> [TRECHO DADO]:
____________
Ao longo de 30 capítulos, para os quais teve um orçamento de 600.000 euros (cerca de 1,877 milhão de reais), a sátira consegue transformar em personagens cômicos certas figuras que na realidade causam pavor. Em consonância com o anacronismo das normas que impõe na vida real, a paródia de Abu Bakr al-Bagdadi, o autoproclamado califa do EI, proíbe o gelo ou o uso da navalha para fazer a barba porque tais modernidades não existiam nos tempos da Maomé. Com seu turbante preto e sua barba de um punho de comprimento, ele engana bem.

No botequim que constitui o centro de todas as histórias, os clientes são uma cópia dos protótipos habituais: o barbeiro, o empregado da loja ao lado… Também há um doutor em teologia que os clientes consultam diante do desvario dos preceitos proclamados pelo alter ego de al-Bagdadi e seus asseclas. A trama é simplória, quase ingênua. Seja qual for a atrocidade inventada pelos malvados, o senso comum do iraquiano médio lhes dá o contraponto com gestos de astúcia ou generosidade, conforme o caso.

No capítulo intitulado Deslocar os cristãos, al-Bagdadi se reúne com seus homens e ordena que expulsem os cristãos. Vários deles percorrem o bairro procurando as casas destes e as marcam com a letra nun,o “n” do alfabeto árabe, que é a inicial de nasrani, que significa “cristãos”. Assustada, uma cristã bate à porta de um vizinho muçulmano em busca de ajuda. Este lhe oferece ocupar a casa de seu filho que está no exterior e manda sua filha para limpá-la.

Embora no Iraque não faltem histórias heroicas, quando o EI avançou sobre Mossul e o resto da província de Nínive no último verão, a realidade foi bem mais cruel. Muitos que conseguiram fugir contaram histórias de denúncias e delações. Alguns denunciaram os vizinhos cristãos, yazidis, xiitas ou curdos por vingança, outros para protegerem a si mesmos e suas famílias, mas também pelo simples fato de que não compartilhavam suas crenças.

“A série tenta rebater com o humor a propaganda do EI, que usa as redes sociais para atemorizar as pessoas; é uma arma frente aos extremistas”, interpreta um professor universitário iraquiano que assistiu a alguns episódios. Não está claro que a série tenha chegado a esse ponto, mas conseguiu arrancar sonoras gargalhadas de seus numerosos seguidores. Embora já tenha ido ao ar o último capítulo (no qual al-Bagdadi é capturado), a novela continua viva na Web, onde o número de visitas segue aumentando.
____________
Parte de um arquivo de dados
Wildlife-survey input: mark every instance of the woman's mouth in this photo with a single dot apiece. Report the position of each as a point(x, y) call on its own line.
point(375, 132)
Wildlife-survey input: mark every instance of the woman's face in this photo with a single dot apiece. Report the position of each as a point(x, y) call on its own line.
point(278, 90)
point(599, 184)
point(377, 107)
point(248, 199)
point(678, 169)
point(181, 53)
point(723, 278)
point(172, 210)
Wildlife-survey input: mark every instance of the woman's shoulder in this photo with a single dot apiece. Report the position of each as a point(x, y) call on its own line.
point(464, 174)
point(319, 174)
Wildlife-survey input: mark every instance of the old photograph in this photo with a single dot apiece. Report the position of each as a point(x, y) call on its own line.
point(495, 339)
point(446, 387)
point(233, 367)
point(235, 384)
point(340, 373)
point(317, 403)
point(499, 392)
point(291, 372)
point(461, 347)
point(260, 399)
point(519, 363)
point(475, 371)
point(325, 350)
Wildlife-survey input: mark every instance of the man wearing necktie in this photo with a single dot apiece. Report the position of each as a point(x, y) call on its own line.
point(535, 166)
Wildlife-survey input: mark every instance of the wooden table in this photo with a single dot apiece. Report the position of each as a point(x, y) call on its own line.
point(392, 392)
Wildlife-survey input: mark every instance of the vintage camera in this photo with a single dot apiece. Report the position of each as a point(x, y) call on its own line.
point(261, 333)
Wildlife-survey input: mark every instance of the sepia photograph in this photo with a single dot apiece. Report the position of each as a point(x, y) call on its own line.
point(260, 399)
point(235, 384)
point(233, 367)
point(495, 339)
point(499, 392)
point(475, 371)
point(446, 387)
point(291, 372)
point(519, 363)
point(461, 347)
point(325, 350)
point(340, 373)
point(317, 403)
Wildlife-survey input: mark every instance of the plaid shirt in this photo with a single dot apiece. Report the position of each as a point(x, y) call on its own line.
____________
> [TAREFAS PROPOSTAS]:
1. Segundo o trecho sobre a série satírica iraquiana, que orçamento a série teve para seus 30 capítulos?
2. Formate como tabela Markdown as linhas das entradas, a partir da que contém “the woman's shoulder” até o fim das entradas, inclusive, sem as linhas em branco. Use as colunas Número, com a numeração de cada linha, e Linha.

> [PROBLEMAS RESOLVIDOS]:
1. Um orçamento de 600.000 euros, cerca de 1,877 milhão de reais.

2.
| Número | Linha |
|---|---|
| 1 | Wildlife-survey input: mark every instance of the woman's shoulder in this photo with a single dot apiece. Report the position of each as a point(x, y) call on its own line. |
| 2 | point(464, 174) |
| 3 | point(319, 174) |
| 4 | Wildlife-survey input: mark every instance of the old photograph in this photo with a single dot apiece. Report the position of each as a point(x, y) call on its own line. |
| 5 | point(495, 339) |
| 6 | point(446, 387) |
| 7 | point(233, 367) |
| 8 | point(235, 384) |
| 9 | point(340, 373) |
| 10 | point(317, 403) |
| 11 | point(499, 392) |
| 12 | point(291, 372) |
| 13 | point(461, 347) |
| 14 | point(260, 399) |
| 15 | point(519, 363) |
| 16 | point(475, 371) |
| 17 | point(325, 350) |
| 18 | Wildlife-survey input: mark every instance of the man wearing necktie in this photo with a single dot apiece. Report the position of each as a point(x, y) call on its own line. |
| 19 | point(535, 166) |
| 20 | Wildlife-survey input: mark every instance of the wooden table in this photo with a single dot apiece. Report the position of each as a point(x, y) call on its own line. |
| 21 | point(392, 392) |
| 22 | Wildlife-survey input: mark every instance of the vintage camera in this photo with a single dot apiece. Report the position of each as a point(x, y) call on its own line. |
| 23 | point(261, 333) |
| 24 | Wildlife-survey input: mark every instance of the sepia photograph in this photo with a single dot apiece. Report the position of each as a point(x, y) call on its own line. |
| 25 | point(260, 399) |
| 26 | point(235, 384) |
| 27 | point(233, 367) |
| 28 | point(495, 339) |
| 29 | point(499, 392) |
| 30 | point(475, 371) |
| 31 | point(446, 387) |
| 32 | point(291, 372) |
| 33 | point(519, 363) |
| 34 | point(461, 347) |
| 35 | point(325, 350) |
| 36 | point(340, 373) |
| 37 | point(317, 403) |
| 38 | Wildlife-survey input: mark every instance of the plaid shirt in this photo with a single dot apiece. Report the position of each as a point(x, y) call on its own line. |